Filter the listing below down to the lines holding the word "mask", and copy those lines.

(DATA TO USE):
--
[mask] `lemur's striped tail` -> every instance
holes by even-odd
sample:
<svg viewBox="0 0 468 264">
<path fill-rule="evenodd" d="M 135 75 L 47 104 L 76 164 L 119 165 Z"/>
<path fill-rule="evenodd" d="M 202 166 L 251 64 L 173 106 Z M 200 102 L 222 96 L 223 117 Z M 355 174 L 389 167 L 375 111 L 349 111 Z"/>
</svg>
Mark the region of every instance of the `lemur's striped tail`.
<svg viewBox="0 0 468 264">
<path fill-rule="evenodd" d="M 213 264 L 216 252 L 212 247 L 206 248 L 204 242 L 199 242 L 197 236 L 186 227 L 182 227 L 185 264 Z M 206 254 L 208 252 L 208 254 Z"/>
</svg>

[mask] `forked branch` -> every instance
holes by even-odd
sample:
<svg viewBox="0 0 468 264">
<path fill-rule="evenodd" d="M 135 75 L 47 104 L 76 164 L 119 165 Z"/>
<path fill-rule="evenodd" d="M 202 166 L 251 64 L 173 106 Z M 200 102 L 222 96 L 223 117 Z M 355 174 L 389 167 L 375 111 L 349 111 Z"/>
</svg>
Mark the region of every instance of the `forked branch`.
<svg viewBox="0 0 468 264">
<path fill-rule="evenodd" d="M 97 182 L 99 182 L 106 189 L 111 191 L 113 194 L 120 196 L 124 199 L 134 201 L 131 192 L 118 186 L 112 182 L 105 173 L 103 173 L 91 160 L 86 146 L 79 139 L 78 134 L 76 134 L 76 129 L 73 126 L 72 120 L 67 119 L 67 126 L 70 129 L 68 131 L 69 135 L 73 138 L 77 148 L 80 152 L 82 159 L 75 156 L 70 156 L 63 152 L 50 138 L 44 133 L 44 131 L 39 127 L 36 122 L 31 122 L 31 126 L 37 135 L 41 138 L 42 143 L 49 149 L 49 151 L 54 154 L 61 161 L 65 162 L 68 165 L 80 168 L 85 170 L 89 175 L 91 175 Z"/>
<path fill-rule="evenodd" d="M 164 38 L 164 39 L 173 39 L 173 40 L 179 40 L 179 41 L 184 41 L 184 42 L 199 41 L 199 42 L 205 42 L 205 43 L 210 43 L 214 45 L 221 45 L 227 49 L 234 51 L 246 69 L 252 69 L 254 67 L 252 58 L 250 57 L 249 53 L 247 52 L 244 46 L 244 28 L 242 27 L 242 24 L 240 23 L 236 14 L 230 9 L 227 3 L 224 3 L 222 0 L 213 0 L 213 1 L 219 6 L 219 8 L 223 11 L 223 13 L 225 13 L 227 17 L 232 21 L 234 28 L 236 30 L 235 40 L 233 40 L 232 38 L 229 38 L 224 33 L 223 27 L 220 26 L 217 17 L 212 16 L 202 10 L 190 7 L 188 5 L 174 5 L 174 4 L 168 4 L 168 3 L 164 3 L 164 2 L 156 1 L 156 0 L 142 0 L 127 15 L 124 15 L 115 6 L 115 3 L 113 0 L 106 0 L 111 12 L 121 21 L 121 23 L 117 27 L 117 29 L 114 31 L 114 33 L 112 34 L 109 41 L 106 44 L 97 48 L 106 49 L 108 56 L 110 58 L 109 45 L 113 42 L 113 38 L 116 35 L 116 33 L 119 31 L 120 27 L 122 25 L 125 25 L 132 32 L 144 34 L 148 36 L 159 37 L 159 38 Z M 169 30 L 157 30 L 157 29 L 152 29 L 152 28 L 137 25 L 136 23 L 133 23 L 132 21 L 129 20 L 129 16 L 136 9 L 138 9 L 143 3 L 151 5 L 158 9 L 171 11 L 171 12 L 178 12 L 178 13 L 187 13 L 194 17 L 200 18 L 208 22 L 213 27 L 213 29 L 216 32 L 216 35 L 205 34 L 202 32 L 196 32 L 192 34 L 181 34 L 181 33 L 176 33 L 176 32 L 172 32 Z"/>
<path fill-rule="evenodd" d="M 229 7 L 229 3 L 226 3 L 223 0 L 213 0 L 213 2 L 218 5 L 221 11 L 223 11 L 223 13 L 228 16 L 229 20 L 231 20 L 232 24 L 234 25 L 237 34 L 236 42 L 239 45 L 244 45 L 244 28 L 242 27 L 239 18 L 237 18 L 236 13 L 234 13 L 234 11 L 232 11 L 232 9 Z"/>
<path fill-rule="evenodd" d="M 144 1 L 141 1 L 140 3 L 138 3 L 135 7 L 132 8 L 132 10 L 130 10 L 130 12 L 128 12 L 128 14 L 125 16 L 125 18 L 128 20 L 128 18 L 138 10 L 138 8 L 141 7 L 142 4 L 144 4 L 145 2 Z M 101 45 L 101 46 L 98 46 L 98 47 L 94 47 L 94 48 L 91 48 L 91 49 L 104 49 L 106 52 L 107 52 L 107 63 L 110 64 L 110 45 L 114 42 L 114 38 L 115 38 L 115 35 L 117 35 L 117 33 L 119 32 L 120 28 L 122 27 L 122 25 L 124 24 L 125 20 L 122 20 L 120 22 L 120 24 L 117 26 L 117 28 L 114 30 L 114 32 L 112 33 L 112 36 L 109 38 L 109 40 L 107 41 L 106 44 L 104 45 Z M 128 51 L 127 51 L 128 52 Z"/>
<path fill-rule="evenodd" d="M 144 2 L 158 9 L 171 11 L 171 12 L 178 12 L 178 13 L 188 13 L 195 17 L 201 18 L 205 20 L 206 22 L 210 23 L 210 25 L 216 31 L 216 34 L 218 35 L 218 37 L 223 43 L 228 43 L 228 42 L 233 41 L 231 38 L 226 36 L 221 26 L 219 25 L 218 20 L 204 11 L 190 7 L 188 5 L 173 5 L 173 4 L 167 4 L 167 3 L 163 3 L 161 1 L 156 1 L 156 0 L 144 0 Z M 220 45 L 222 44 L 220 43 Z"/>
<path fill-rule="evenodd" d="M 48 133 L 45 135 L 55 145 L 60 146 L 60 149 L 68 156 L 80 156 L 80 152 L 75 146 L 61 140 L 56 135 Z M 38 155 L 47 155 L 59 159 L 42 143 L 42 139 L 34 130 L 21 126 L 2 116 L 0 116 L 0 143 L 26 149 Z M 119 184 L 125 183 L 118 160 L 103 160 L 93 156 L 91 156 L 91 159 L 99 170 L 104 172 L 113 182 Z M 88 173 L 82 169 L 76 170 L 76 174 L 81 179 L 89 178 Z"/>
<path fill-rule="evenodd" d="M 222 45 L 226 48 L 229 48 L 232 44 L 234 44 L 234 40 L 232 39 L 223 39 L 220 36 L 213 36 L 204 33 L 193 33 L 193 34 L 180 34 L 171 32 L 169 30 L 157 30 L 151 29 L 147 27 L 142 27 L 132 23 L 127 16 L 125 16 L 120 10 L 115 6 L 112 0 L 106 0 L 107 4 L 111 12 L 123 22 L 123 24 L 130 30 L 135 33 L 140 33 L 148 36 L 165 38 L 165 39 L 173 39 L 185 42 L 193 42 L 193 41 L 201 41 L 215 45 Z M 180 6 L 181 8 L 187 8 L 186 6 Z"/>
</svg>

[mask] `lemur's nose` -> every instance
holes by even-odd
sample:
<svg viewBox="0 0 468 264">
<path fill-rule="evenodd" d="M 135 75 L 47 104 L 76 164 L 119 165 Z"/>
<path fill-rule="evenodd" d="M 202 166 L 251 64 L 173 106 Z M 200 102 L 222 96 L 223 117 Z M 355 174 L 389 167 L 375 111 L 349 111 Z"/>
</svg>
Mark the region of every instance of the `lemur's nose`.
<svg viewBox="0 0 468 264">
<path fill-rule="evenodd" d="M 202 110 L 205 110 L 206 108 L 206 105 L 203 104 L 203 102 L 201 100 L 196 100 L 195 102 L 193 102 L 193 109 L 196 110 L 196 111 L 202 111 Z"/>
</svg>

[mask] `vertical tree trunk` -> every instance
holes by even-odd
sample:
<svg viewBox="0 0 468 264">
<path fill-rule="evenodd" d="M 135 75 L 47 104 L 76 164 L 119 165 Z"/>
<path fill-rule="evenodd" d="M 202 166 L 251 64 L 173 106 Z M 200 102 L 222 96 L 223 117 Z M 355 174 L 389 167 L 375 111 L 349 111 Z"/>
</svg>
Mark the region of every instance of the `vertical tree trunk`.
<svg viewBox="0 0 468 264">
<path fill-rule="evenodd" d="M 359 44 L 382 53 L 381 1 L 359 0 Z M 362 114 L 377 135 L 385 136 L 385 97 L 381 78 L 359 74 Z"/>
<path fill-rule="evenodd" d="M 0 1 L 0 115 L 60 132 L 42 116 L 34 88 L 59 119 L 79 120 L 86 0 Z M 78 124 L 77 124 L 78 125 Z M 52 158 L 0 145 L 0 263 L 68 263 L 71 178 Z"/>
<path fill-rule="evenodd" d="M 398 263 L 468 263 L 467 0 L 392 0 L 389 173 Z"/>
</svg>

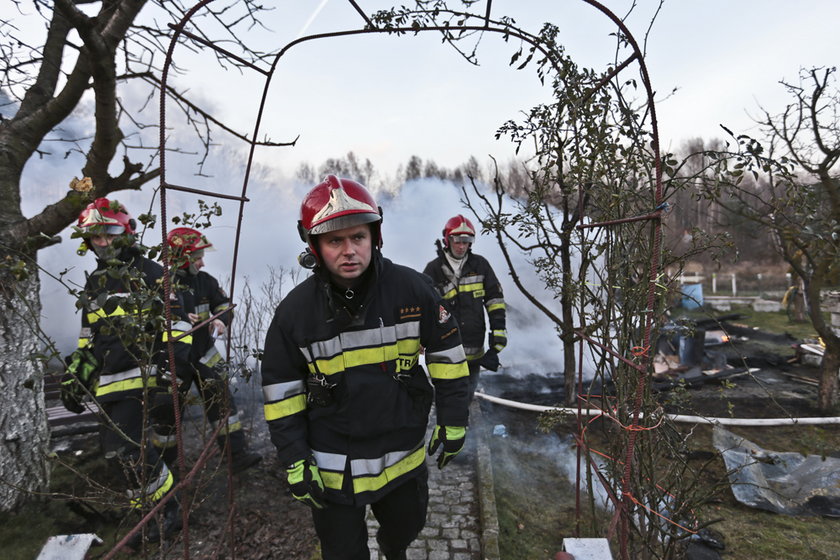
--
(REPLY):
[mask] `lemur's striped tail` -> every instance
[mask] `forked branch` -> every instance
[mask] `lemur's nose` -> every instance
[mask] `vertical tree trunk` -> every instance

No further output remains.